BEGIN Recorded information
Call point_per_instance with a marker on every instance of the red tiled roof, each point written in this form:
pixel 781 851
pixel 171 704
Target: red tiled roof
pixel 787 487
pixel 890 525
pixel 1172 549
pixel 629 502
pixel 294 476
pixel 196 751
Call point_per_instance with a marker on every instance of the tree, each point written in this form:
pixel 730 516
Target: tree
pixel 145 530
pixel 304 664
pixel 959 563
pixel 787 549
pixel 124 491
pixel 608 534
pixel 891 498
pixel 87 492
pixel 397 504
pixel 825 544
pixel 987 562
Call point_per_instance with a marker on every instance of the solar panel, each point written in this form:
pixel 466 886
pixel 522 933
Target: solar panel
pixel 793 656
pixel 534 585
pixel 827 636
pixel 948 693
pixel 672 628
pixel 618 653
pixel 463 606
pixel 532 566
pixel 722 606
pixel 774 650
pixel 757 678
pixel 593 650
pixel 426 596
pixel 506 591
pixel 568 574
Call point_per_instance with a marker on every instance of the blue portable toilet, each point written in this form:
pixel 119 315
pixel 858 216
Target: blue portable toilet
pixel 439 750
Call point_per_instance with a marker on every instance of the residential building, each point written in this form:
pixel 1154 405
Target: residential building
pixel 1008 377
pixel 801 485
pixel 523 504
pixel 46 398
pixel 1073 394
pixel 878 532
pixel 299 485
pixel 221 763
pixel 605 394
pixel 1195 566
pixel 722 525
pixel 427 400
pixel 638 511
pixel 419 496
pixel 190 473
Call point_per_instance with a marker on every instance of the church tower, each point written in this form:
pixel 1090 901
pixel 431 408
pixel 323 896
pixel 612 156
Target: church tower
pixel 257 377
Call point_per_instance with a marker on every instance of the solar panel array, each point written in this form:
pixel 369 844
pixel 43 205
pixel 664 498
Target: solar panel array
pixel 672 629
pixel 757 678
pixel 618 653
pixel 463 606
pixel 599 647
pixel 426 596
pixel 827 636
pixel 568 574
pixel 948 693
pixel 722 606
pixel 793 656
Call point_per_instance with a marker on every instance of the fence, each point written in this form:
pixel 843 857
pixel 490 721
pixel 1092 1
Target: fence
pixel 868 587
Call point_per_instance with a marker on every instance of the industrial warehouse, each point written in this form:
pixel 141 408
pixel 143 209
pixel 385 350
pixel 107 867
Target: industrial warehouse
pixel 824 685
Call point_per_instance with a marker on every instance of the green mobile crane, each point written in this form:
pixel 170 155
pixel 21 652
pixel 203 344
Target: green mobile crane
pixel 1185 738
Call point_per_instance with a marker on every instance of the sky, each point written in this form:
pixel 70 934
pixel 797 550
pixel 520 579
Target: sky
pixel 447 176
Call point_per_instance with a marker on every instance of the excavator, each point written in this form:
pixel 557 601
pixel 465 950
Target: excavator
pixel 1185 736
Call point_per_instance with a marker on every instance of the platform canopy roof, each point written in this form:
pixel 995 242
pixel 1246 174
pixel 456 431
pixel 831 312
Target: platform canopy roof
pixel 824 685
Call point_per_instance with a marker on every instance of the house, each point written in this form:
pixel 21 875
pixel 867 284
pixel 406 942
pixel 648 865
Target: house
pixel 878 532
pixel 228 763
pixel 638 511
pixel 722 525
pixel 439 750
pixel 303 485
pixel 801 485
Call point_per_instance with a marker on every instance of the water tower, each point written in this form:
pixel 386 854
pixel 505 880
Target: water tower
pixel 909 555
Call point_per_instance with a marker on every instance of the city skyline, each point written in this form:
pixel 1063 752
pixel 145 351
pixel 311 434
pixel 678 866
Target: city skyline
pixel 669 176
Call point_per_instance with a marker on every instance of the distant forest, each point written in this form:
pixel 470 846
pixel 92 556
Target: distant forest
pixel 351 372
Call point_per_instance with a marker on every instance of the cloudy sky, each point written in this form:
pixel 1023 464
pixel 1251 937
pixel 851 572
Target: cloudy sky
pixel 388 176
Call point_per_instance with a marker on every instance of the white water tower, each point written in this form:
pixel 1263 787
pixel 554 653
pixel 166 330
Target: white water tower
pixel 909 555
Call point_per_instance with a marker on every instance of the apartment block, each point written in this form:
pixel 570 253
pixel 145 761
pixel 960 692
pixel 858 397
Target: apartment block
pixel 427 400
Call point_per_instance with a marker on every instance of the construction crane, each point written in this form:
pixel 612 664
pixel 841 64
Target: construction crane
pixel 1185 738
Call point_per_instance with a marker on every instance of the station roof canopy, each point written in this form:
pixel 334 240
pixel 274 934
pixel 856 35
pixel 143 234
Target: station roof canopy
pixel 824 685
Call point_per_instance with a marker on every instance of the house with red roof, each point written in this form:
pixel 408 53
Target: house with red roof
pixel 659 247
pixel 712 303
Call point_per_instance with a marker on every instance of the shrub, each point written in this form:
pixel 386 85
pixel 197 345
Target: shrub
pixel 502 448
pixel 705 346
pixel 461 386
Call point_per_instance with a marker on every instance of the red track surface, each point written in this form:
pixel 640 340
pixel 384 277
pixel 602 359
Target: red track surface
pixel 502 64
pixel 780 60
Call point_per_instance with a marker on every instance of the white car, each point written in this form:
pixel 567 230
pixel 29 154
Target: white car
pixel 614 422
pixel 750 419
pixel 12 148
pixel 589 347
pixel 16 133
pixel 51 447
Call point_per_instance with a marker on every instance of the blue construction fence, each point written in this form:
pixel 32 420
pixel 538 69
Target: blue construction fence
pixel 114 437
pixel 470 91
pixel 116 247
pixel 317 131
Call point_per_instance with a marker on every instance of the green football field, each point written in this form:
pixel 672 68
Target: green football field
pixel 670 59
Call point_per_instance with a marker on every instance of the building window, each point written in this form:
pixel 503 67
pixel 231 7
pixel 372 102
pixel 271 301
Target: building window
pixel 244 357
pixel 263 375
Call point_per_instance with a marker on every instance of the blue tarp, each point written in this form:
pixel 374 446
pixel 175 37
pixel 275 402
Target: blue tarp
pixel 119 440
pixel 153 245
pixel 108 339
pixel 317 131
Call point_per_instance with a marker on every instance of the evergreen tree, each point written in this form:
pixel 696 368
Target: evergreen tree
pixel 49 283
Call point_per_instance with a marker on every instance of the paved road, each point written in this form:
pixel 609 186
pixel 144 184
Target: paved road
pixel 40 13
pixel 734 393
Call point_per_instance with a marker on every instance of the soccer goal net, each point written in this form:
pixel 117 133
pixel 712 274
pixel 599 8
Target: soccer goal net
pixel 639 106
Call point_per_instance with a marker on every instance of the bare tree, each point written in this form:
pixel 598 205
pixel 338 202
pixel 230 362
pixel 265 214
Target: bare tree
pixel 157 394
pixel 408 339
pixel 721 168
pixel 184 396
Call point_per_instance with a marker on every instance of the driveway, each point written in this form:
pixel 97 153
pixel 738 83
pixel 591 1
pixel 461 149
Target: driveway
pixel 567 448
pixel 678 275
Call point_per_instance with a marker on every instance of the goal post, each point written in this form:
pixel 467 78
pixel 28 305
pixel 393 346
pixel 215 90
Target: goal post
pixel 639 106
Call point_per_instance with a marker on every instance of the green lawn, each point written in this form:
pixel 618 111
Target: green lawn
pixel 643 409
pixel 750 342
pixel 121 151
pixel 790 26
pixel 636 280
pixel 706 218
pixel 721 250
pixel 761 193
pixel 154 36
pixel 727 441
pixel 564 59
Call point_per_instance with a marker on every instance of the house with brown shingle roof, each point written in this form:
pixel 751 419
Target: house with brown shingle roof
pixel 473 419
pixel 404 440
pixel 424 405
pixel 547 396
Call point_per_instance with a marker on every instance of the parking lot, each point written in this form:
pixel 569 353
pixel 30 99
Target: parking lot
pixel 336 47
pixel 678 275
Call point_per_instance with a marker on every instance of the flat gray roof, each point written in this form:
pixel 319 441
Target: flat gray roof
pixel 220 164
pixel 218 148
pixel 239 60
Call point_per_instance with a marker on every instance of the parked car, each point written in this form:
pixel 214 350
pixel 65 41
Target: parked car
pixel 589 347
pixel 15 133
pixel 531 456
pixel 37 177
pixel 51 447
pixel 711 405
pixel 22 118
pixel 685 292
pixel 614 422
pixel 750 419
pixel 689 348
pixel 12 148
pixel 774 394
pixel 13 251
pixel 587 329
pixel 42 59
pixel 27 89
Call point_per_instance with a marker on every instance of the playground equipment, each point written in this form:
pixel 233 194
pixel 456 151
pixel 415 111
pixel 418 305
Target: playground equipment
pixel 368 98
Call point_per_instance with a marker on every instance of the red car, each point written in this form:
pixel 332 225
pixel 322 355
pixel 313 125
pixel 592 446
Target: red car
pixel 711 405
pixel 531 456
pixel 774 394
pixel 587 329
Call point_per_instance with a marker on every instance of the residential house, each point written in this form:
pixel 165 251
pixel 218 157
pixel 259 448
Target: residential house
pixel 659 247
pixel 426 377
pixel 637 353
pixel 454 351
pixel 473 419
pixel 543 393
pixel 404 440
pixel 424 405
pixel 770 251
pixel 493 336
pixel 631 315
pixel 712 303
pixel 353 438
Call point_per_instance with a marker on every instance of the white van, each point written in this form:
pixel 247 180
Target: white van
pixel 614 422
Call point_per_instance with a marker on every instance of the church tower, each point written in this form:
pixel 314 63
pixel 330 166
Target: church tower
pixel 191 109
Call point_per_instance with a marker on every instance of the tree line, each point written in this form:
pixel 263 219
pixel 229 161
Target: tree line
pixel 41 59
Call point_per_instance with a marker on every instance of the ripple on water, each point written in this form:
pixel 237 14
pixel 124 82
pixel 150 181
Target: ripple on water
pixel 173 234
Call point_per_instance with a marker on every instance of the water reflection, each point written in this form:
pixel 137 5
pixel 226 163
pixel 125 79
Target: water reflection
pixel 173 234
END Recorded information
__Problem requirements__. Please give an exact copy of the lines above, beginning with the line containing "pixel 520 579" and running through the line containing "the house, each", and of no other lines.

__Written answer__.
pixel 520 579
Target: sky
pixel 447 176
Call point_per_instance with a marker on every instance of the excavator, each point written in this form:
pixel 557 601
pixel 465 950
Target: excavator
pixel 1185 736
Call point_per_instance with a marker on every instance of the platform canopy roof, each point written in this form:
pixel 995 242
pixel 1246 174
pixel 456 431
pixel 831 312
Target: platform canopy roof
pixel 824 685
Call point_per_instance with a marker on every instance of the house, each point written in this form:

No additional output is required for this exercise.